* Set exercise
Format every line of the material below as a JSON array of strings, one string per line, omitting any blank lines.

[Annotated coordinate records]
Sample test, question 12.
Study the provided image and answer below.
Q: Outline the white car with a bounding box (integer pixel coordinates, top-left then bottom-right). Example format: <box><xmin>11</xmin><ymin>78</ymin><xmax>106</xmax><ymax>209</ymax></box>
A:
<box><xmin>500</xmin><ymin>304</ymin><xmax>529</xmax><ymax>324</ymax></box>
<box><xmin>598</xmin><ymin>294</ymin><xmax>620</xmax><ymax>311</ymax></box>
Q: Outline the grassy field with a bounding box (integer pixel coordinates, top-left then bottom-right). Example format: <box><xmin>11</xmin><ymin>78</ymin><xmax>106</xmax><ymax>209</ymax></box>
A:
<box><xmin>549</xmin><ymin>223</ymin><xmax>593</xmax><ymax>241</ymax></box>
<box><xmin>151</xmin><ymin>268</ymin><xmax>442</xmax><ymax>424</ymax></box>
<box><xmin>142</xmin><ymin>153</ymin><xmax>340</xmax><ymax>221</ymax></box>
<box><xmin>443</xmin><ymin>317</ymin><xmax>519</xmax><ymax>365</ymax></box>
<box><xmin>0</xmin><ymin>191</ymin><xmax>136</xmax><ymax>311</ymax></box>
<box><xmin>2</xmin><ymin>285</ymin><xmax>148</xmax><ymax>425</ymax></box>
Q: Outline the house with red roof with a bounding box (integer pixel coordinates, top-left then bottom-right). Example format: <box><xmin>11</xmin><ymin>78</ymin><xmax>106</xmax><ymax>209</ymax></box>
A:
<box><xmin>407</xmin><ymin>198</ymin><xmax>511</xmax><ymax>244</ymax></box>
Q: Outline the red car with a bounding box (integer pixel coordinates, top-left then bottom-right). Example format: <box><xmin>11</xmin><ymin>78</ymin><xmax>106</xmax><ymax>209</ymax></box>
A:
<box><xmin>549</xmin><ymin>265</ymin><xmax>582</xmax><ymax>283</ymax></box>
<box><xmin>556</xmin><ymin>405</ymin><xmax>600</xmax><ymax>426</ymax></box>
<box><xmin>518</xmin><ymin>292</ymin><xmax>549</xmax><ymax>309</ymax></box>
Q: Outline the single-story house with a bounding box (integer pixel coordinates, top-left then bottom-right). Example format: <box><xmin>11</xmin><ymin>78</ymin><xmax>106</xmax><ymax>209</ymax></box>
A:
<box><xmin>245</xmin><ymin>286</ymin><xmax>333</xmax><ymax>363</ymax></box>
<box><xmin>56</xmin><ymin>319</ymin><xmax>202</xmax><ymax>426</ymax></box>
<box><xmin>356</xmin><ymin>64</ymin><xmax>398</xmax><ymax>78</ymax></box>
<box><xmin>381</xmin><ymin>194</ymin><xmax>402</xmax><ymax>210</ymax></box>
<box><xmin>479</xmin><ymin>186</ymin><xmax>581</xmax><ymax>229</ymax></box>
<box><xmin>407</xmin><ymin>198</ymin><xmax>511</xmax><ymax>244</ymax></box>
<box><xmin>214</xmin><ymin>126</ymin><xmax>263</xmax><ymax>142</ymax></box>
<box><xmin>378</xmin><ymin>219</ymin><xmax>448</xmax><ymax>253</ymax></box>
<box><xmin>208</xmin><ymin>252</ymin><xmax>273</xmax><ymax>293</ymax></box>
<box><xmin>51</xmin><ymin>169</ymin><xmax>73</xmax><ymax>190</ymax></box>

* Response
[
  "Sample test, question 12.",
  "Study the provided image and answer below.",
  "Q: Outline the white car with a bounding box (integer pixel coordinates, top-left then bottom-right). Example format: <box><xmin>11</xmin><ymin>78</ymin><xmax>106</xmax><ymax>209</ymax></box>",
  "A:",
  "<box><xmin>500</xmin><ymin>304</ymin><xmax>529</xmax><ymax>324</ymax></box>",
  "<box><xmin>598</xmin><ymin>294</ymin><xmax>620</xmax><ymax>311</ymax></box>",
  "Q: Outline the grassy field with a bounding box (integer pixel coordinates, top-left then bottom-right). Example format: <box><xmin>11</xmin><ymin>78</ymin><xmax>106</xmax><ymax>209</ymax></box>",
  "A:",
  "<box><xmin>549</xmin><ymin>223</ymin><xmax>593</xmax><ymax>241</ymax></box>",
  "<box><xmin>151</xmin><ymin>268</ymin><xmax>442</xmax><ymax>424</ymax></box>",
  "<box><xmin>142</xmin><ymin>153</ymin><xmax>340</xmax><ymax>221</ymax></box>",
  "<box><xmin>443</xmin><ymin>317</ymin><xmax>519</xmax><ymax>365</ymax></box>",
  "<box><xmin>0</xmin><ymin>191</ymin><xmax>136</xmax><ymax>311</ymax></box>",
  "<box><xmin>2</xmin><ymin>285</ymin><xmax>148</xmax><ymax>425</ymax></box>",
  "Q: Outline the house with red roof with a bounding box (integer pixel coordinates, top-left then bottom-right). Example format: <box><xmin>11</xmin><ymin>78</ymin><xmax>106</xmax><ymax>209</ymax></box>",
  "A:",
  "<box><xmin>407</xmin><ymin>198</ymin><xmax>511</xmax><ymax>244</ymax></box>",
  "Q: Outline the red car with a bounding box (integer pixel coordinates, top-left then bottom-right). Example format: <box><xmin>11</xmin><ymin>78</ymin><xmax>106</xmax><ymax>209</ymax></box>",
  "A:",
  "<box><xmin>549</xmin><ymin>265</ymin><xmax>582</xmax><ymax>283</ymax></box>",
  "<box><xmin>556</xmin><ymin>405</ymin><xmax>600</xmax><ymax>426</ymax></box>",
  "<box><xmin>518</xmin><ymin>292</ymin><xmax>549</xmax><ymax>309</ymax></box>",
  "Q: Outline the single-story house with a bounding box (integer pixel coordinates, top-left then bottom-right). Example format: <box><xmin>11</xmin><ymin>78</ymin><xmax>106</xmax><ymax>209</ymax></box>",
  "A:",
  "<box><xmin>245</xmin><ymin>286</ymin><xmax>333</xmax><ymax>363</ymax></box>",
  "<box><xmin>56</xmin><ymin>319</ymin><xmax>202</xmax><ymax>426</ymax></box>",
  "<box><xmin>356</xmin><ymin>64</ymin><xmax>398</xmax><ymax>78</ymax></box>",
  "<box><xmin>381</xmin><ymin>194</ymin><xmax>402</xmax><ymax>210</ymax></box>",
  "<box><xmin>479</xmin><ymin>186</ymin><xmax>581</xmax><ymax>229</ymax></box>",
  "<box><xmin>407</xmin><ymin>198</ymin><xmax>511</xmax><ymax>244</ymax></box>",
  "<box><xmin>214</xmin><ymin>126</ymin><xmax>263</xmax><ymax>142</ymax></box>",
  "<box><xmin>378</xmin><ymin>219</ymin><xmax>448</xmax><ymax>253</ymax></box>",
  "<box><xmin>208</xmin><ymin>252</ymin><xmax>273</xmax><ymax>293</ymax></box>",
  "<box><xmin>51</xmin><ymin>169</ymin><xmax>73</xmax><ymax>190</ymax></box>"
]